— DANE WEJŚCIOWE —
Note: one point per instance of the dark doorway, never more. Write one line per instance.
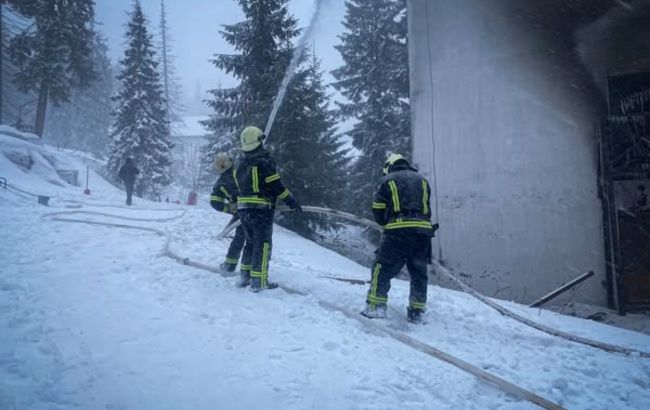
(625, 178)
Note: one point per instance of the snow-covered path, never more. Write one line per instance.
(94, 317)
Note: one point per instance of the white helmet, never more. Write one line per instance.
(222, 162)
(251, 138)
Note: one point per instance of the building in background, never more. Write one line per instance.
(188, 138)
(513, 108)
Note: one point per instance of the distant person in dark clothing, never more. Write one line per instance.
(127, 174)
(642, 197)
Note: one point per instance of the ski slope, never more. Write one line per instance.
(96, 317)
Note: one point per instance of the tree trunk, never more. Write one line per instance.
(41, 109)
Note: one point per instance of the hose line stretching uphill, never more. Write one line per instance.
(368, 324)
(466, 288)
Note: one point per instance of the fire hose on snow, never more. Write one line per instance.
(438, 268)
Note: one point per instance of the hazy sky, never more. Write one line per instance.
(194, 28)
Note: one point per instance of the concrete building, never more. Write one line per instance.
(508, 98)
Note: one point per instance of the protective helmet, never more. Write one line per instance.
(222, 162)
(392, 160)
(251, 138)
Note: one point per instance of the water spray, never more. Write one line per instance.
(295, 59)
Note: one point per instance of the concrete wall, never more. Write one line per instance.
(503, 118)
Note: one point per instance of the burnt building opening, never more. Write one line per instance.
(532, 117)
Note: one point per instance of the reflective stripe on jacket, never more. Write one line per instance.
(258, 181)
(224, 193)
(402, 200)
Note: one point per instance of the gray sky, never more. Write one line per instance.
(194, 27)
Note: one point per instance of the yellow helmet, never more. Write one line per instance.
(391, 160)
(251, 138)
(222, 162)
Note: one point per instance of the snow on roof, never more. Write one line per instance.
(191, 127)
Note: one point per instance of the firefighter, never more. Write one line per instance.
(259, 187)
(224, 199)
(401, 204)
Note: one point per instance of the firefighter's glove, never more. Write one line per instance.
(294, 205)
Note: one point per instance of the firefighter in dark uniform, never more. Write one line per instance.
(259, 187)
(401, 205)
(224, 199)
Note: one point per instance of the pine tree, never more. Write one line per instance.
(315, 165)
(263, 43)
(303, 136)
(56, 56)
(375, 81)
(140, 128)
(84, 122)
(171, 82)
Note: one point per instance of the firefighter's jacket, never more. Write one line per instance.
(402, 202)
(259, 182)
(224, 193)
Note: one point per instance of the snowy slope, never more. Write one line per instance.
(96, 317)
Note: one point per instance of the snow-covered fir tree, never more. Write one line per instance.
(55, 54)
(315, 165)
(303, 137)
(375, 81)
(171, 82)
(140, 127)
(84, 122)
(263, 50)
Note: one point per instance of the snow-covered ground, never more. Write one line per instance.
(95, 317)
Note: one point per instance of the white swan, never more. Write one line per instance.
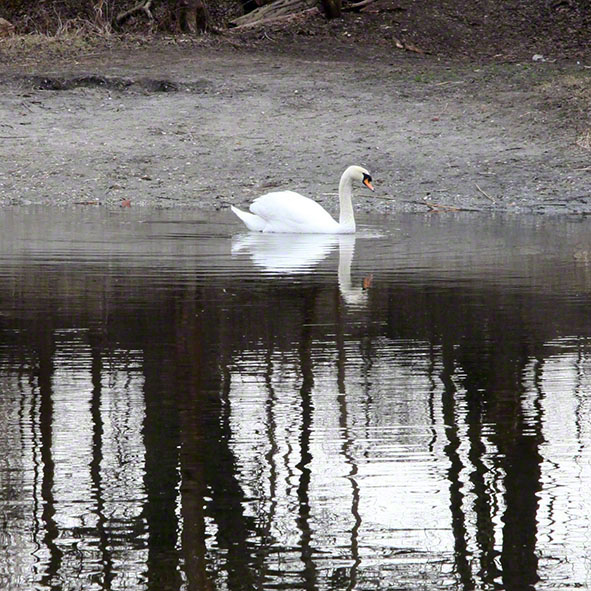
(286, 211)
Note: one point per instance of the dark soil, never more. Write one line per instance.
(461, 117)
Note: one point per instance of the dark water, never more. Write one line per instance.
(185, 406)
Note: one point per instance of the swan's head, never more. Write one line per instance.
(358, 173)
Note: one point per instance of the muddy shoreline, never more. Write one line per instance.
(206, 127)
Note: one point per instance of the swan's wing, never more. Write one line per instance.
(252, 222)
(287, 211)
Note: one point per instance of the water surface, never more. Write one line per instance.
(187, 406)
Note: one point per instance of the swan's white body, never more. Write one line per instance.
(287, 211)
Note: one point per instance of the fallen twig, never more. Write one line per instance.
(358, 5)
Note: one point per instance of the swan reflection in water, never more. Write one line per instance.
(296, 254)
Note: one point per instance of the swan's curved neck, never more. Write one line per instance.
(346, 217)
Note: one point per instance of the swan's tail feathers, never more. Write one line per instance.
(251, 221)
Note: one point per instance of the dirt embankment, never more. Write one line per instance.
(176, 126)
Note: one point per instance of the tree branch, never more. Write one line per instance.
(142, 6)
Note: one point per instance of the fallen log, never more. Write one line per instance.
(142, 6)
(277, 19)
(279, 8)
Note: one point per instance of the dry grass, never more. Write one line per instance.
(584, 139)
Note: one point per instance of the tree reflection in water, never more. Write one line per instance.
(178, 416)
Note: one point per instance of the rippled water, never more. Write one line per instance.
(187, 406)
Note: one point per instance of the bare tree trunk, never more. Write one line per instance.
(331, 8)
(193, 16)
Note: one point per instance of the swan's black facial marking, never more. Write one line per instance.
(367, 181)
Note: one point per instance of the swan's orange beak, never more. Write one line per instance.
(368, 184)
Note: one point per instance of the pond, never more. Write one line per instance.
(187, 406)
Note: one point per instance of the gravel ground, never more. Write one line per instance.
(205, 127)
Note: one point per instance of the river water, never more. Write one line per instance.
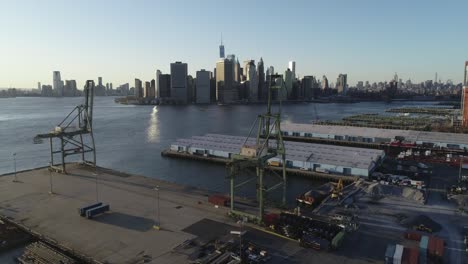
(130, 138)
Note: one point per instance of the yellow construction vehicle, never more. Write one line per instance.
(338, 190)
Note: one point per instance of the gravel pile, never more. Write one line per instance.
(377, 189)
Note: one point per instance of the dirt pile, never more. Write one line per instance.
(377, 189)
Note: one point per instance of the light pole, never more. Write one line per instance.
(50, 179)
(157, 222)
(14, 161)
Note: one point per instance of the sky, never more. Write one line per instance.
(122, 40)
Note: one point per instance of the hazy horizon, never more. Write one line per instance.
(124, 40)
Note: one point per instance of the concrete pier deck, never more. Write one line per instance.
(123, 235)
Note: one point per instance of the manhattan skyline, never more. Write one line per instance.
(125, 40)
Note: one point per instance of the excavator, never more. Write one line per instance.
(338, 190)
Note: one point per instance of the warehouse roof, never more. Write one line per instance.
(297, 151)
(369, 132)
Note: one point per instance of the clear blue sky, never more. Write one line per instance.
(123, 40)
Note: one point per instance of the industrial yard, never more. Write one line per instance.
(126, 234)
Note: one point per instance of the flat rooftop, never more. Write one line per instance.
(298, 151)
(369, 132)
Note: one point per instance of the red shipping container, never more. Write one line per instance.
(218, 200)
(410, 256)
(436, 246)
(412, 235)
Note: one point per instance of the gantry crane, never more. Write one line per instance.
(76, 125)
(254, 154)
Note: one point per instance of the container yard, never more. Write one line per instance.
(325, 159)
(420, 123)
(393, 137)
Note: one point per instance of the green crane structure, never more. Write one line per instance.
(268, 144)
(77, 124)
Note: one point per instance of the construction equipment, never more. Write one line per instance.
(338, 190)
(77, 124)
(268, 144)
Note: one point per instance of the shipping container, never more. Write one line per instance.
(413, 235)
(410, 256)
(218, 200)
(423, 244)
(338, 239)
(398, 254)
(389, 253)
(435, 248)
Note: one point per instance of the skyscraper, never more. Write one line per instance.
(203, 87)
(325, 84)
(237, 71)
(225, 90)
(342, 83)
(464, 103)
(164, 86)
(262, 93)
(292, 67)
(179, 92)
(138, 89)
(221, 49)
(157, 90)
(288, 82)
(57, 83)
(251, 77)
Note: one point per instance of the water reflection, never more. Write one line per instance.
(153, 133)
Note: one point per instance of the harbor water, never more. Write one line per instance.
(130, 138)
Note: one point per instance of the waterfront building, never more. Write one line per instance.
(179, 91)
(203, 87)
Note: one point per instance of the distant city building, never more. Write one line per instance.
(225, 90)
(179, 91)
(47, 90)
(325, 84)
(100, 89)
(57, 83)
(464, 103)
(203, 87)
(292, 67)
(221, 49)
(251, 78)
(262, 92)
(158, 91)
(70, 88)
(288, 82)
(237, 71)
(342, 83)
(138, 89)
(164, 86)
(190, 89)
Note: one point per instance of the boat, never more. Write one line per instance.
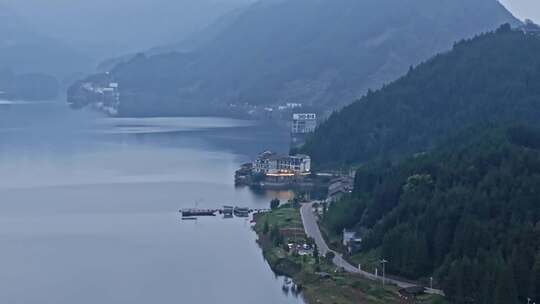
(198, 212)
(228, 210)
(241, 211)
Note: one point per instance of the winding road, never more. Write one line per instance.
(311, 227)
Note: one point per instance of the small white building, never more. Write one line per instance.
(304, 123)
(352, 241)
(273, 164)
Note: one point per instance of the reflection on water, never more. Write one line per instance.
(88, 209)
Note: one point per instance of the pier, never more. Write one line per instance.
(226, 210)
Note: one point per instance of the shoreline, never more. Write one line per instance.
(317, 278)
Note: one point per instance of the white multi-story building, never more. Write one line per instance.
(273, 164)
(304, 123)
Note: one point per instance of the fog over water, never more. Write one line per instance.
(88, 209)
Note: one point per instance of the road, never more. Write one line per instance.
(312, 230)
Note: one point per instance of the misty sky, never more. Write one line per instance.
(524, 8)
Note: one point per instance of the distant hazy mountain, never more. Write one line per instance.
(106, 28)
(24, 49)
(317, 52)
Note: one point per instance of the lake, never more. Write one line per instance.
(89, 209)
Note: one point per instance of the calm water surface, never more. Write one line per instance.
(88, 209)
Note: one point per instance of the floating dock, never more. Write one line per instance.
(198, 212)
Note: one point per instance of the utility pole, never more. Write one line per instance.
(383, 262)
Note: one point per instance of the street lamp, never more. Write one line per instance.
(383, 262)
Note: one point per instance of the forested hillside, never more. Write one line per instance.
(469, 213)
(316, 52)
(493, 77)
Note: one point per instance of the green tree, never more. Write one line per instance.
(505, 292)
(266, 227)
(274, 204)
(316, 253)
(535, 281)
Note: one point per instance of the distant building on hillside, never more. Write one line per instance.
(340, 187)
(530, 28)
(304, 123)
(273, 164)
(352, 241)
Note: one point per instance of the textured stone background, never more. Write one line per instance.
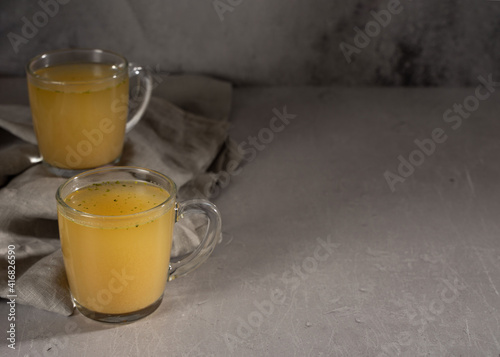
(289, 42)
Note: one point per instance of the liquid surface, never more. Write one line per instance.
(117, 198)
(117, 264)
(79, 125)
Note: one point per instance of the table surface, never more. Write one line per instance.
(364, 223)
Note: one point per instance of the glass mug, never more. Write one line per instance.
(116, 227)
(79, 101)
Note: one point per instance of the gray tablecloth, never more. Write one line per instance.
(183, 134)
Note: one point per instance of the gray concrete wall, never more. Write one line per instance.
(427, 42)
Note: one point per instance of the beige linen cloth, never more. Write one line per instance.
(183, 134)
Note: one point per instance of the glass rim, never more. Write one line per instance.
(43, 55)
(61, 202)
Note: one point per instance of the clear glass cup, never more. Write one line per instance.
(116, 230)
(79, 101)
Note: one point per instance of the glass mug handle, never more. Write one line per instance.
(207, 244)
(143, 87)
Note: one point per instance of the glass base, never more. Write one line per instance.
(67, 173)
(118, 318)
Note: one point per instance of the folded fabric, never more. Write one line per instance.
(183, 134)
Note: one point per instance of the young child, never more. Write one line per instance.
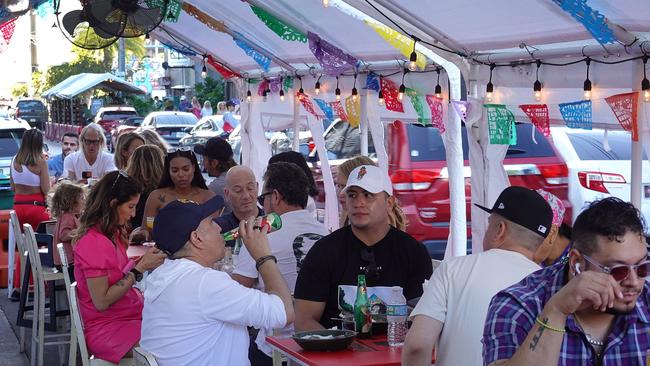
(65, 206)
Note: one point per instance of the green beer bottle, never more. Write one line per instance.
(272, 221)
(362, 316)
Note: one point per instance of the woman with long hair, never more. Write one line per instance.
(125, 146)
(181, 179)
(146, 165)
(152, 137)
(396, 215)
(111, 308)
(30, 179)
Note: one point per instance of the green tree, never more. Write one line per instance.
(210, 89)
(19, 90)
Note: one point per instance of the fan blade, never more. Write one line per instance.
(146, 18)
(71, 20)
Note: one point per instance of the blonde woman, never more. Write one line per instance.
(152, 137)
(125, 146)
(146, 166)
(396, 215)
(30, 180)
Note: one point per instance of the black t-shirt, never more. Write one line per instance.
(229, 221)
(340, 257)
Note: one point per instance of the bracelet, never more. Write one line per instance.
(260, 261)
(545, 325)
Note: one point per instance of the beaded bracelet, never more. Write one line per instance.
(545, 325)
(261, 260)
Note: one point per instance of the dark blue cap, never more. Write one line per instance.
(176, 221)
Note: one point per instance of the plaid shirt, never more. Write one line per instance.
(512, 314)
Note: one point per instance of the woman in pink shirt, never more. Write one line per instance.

— POLECENIE —
Przepisz bez zmian wiersze od tego, który zawiera „Note: one point per instance of the bracelet, never”, aż do ostatniego wiersza danych, oba końce włącznie.

— ODPOWIEDŹ —
Note: one point per instance of the bracelet, never more. Write one line per instance.
(260, 261)
(545, 325)
Note: one point per instance of the beaded bracelet, never more. Write one line per instance.
(545, 325)
(261, 260)
Note: one point per instance of the dark blue cap, never more. Write one line per instance.
(176, 221)
Note: one point per instance of the plaid shirt, never more. Write one line per instance.
(512, 314)
Note: one point per instance of the woman in pink shirt, never more. Write one line per instance.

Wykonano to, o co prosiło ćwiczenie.